= Document excerpt =
------------------------------------

Heinrich Hirschsprung (7 February 1836 – 8 November 1908) was a Danish tobacco manufacturer, arts patron and art collector most known for founding the Hirschsprung Collection in Copenhagen, a museum dedicated to Danish art from the 19th and early 20th century.

==Family and business life==
Heinrich Hirschsprung was born into a family of German-Jewish descent in Copenhagen. His father, Abraham Marcus Hirschsprun (1793–1871), had been born in Friedberg near Frankfurt am Main in 1783 but moved to Denmark where he opened a small tobacco business in Copenhagen's Hotel D'Angleterre in 1826. Two years later, in 1827, he married Petrea Hirschsprung née Hertz (1804–1891), and they had six children. Hirschsprung's disease is named after their pediatrician son Harald Hirschsprung (1830–1916) who first described it.

Heinrich Hirschsprung and his brother Bernhard Hirschsprung (1834–1909) took over A.M. Hirschsprung & Sønner from their father in 1858. Under their leadership the business, now specializing in cigar making, grew rapidly. In 1866, they bought a piece of unused land at Gammelholm, an area which had been a naval site until 1859. There they built a modern factory for manufacturing cigars. It was designed by a young architect Ove Petersen (1830–1892) in a Historicist style which was inspired by Italian Renaissance architecture.

------------------------------------

= Data under study =
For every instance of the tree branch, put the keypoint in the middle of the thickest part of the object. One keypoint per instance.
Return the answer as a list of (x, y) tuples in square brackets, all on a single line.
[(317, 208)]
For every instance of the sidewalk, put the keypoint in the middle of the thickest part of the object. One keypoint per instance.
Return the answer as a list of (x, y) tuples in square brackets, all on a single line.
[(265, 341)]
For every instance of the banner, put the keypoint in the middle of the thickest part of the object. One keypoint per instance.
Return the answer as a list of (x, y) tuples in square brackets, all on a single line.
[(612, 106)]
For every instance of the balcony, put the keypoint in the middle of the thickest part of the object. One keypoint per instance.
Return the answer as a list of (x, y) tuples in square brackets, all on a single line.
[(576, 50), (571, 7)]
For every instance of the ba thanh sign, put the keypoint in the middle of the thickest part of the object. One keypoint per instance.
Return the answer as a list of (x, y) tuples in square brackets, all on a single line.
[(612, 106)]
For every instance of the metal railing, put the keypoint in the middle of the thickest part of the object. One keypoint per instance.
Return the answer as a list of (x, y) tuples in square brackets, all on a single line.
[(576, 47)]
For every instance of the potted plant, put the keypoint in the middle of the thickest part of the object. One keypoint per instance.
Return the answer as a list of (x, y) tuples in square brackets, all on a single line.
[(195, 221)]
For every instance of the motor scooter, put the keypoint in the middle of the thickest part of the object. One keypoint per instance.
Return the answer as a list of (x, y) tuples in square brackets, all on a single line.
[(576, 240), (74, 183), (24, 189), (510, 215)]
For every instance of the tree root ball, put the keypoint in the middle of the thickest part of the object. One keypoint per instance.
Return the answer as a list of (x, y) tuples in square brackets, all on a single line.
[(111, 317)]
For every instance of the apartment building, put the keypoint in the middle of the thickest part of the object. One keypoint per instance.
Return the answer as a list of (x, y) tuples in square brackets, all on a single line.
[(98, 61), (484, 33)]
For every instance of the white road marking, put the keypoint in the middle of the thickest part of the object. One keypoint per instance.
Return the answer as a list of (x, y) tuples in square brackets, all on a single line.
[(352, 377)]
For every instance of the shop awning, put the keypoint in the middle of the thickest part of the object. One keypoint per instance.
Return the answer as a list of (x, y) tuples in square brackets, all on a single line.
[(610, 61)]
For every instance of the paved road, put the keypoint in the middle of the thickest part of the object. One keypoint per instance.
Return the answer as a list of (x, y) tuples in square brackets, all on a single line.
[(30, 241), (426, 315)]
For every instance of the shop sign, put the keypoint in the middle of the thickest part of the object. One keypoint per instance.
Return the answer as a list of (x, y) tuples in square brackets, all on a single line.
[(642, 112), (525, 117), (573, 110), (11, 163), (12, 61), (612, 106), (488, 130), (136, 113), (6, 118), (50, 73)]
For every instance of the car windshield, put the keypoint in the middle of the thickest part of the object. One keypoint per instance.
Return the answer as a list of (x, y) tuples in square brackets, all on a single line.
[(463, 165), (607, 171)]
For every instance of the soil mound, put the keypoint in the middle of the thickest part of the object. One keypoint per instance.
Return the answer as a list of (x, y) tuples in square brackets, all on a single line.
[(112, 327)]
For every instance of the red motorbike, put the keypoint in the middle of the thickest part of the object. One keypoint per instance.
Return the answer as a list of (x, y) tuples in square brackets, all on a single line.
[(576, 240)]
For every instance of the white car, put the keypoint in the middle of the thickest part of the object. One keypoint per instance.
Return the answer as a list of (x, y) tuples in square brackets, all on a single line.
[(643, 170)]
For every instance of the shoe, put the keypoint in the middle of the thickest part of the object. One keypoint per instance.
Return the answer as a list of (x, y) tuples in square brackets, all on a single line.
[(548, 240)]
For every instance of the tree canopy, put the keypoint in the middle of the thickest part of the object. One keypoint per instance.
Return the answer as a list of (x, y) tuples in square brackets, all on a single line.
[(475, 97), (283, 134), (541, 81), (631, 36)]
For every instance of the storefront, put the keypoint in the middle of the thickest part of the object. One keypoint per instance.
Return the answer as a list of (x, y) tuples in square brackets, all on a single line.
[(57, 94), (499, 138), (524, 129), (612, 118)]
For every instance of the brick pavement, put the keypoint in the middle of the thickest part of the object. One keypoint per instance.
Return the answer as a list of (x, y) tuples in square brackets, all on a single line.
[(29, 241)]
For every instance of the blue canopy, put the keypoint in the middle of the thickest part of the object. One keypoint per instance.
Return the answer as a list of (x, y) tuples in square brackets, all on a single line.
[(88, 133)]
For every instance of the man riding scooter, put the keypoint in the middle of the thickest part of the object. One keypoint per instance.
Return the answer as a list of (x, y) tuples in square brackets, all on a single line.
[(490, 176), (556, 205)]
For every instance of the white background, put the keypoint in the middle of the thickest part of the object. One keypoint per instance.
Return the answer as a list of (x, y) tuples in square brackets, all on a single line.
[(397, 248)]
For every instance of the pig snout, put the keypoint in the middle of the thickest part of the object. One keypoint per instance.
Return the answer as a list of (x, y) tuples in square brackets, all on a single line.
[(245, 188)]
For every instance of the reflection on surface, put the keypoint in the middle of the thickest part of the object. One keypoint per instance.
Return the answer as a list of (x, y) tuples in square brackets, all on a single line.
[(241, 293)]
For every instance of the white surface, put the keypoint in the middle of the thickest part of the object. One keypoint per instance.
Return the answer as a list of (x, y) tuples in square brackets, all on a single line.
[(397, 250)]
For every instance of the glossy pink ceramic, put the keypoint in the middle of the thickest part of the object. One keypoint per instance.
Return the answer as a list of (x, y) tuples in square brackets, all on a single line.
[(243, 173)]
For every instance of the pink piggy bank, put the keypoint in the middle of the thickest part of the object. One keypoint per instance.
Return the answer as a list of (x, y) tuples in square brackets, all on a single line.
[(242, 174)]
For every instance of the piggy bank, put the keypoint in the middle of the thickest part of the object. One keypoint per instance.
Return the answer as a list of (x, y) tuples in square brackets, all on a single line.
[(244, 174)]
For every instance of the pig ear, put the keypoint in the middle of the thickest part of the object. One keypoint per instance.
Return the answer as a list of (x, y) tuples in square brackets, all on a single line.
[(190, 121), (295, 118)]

------------------------------------

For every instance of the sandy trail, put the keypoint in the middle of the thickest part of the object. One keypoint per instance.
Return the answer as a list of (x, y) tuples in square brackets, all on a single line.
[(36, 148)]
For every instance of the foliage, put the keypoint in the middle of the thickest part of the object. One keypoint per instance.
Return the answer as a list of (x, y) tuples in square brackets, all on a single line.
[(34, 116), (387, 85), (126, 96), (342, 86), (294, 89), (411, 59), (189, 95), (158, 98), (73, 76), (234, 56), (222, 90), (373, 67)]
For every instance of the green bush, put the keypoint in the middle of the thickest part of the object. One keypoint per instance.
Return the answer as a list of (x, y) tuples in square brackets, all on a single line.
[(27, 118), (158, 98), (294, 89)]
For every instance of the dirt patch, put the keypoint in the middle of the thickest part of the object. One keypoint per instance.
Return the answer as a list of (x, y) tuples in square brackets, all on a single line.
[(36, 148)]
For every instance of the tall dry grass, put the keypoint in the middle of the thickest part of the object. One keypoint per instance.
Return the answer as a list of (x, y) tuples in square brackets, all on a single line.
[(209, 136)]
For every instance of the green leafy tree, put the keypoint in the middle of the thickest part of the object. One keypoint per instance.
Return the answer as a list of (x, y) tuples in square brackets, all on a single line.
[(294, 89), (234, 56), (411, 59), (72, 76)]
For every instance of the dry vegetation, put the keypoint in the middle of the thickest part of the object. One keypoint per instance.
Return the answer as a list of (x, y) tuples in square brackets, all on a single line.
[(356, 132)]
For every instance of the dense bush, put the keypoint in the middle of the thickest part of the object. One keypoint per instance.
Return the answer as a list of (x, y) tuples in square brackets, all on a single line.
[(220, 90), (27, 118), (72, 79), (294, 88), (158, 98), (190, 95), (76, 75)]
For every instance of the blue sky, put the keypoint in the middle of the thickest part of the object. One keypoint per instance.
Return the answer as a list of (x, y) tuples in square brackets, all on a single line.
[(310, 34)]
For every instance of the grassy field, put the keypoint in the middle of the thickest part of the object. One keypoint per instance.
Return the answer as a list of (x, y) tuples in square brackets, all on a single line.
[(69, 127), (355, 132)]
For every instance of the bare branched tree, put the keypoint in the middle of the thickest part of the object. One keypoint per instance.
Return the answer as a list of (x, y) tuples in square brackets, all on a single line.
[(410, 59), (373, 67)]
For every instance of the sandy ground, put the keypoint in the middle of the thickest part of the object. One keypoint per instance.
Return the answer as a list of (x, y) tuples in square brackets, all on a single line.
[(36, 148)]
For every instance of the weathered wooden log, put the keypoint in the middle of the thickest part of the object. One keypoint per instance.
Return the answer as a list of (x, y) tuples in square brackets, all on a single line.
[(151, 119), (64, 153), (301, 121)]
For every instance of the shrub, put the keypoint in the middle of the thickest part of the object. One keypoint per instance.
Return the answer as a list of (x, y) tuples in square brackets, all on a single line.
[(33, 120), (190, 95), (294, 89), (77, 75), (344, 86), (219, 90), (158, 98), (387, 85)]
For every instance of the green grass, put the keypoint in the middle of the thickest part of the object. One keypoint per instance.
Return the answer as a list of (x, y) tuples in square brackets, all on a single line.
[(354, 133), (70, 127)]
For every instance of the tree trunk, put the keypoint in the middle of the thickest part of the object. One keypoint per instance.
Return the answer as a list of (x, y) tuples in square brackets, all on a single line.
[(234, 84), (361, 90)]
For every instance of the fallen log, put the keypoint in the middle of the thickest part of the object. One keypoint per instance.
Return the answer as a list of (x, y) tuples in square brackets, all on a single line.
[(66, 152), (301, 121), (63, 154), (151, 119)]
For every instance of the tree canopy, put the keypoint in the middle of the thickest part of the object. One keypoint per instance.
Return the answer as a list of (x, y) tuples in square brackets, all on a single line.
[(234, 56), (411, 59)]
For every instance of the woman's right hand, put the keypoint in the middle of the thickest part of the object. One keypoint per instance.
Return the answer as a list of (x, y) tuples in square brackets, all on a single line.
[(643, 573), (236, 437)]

------------------------------------

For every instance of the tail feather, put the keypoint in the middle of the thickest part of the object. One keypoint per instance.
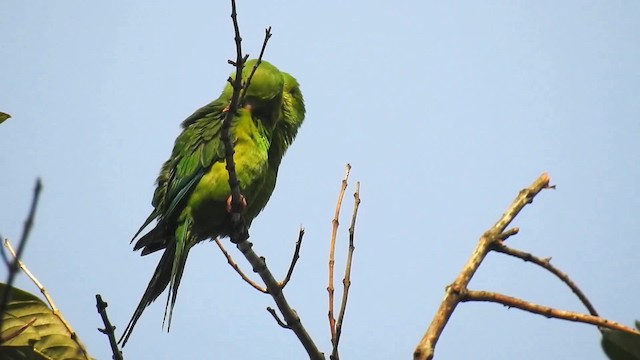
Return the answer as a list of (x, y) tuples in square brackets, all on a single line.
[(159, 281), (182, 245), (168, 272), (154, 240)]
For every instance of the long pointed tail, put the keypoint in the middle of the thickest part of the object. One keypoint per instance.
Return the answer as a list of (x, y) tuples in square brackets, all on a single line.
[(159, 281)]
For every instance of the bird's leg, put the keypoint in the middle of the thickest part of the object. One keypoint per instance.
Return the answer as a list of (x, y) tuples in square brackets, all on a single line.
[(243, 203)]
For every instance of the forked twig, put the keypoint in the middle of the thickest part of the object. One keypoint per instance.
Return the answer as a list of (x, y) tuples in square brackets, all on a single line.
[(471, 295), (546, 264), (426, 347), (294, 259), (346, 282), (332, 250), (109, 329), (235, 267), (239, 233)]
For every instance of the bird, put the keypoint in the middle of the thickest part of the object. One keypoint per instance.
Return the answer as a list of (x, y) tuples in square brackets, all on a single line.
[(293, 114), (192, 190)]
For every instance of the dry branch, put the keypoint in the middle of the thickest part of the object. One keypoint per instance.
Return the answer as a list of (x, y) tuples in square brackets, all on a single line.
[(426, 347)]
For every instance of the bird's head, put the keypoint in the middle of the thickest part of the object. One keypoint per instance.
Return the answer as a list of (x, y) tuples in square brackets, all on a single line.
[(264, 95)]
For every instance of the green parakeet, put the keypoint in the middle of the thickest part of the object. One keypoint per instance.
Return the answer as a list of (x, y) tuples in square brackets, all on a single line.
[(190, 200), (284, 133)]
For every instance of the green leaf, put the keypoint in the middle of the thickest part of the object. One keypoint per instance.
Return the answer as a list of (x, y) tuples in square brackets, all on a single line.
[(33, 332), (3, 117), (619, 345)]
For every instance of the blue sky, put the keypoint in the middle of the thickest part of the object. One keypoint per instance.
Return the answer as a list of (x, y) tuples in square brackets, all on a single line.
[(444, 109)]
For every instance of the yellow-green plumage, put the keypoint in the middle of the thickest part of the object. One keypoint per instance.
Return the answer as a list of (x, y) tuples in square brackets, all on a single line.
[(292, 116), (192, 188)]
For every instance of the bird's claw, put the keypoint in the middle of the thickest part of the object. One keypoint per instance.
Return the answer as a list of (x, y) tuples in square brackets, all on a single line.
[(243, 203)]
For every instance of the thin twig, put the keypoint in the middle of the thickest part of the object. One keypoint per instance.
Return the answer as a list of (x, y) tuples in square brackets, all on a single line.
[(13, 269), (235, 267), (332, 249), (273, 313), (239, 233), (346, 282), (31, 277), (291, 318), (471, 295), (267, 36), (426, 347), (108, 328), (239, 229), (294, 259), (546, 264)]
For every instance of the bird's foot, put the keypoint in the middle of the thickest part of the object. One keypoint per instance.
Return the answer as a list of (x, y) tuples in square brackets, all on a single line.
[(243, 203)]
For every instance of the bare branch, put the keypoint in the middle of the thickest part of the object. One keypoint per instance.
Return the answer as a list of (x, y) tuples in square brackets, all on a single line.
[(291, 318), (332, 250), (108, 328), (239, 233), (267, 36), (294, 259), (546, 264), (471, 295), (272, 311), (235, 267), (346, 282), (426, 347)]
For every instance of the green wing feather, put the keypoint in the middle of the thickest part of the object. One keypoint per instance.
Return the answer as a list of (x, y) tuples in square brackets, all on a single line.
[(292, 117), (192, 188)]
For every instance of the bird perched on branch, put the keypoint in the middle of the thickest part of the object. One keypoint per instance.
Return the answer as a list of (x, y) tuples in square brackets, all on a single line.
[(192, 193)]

------------------------------------

= What you will do =
A - Reproduce the stretch of the Heinrich Hirschsprung excerpt from "Heinrich Hirschsprung (7" through "first described it.".
B - Mark each statement yes or no according to the Heinrich Hirschsprung excerpt, and quote the words that decide it: (i) Heinrich and his brother Bernhard took over the family business in 1858; (ii) the Gammelholm cigar factory was built in a Gothic Revival style; (iii) Hirschsprung's disease is named after Harald Hirschsprung.
Rely only on the Heinrich Hirschsprung excerpt for what comes next.

= Answers given =
A -
Heinrich Hirschsprung (7 February 1836 – 8 November 1908) was a Danish tobacco manufacturer, arts patron and art collector most known for founding the Hirschsprung Collection in Copenhagen, a museum dedicated to Danish art from the 19th and early 20th century.

==Family and business life==
Heinrich Hirschsprung was born into a family of German-Jewish descent in Copenhagen. His father, Abraham Marcus Hirschsprun (1793–1871), had been born in Friedberg near Frankfurt am Main in 1783 but moved to Denmark where he opened a small tobacco business in Copenhagen's Hotel D'Angleterre in 1826. Two years later, in 1827, he married Petrea Hirschsprung née Hertz (1804–1891), and they had six children. Hirschsprung's disease is named after their pediatrician son Harald Hirschsprung (1830–1916) who first described it.

B -
(i) Yes: "Heinrich Hirschsprung and his brother Bernhard Hirschsprung (1834–1909) took over A.M. Hirschsprung & Sønner from their father in 1858."
(ii) No: "in a Historicist style which was inspired by Italian Renaissance architecture"
(iii) Yes: "Hirschsprung's disease is named after their pediatrician son Harald Hirschsprung (1830–1916) who first described it."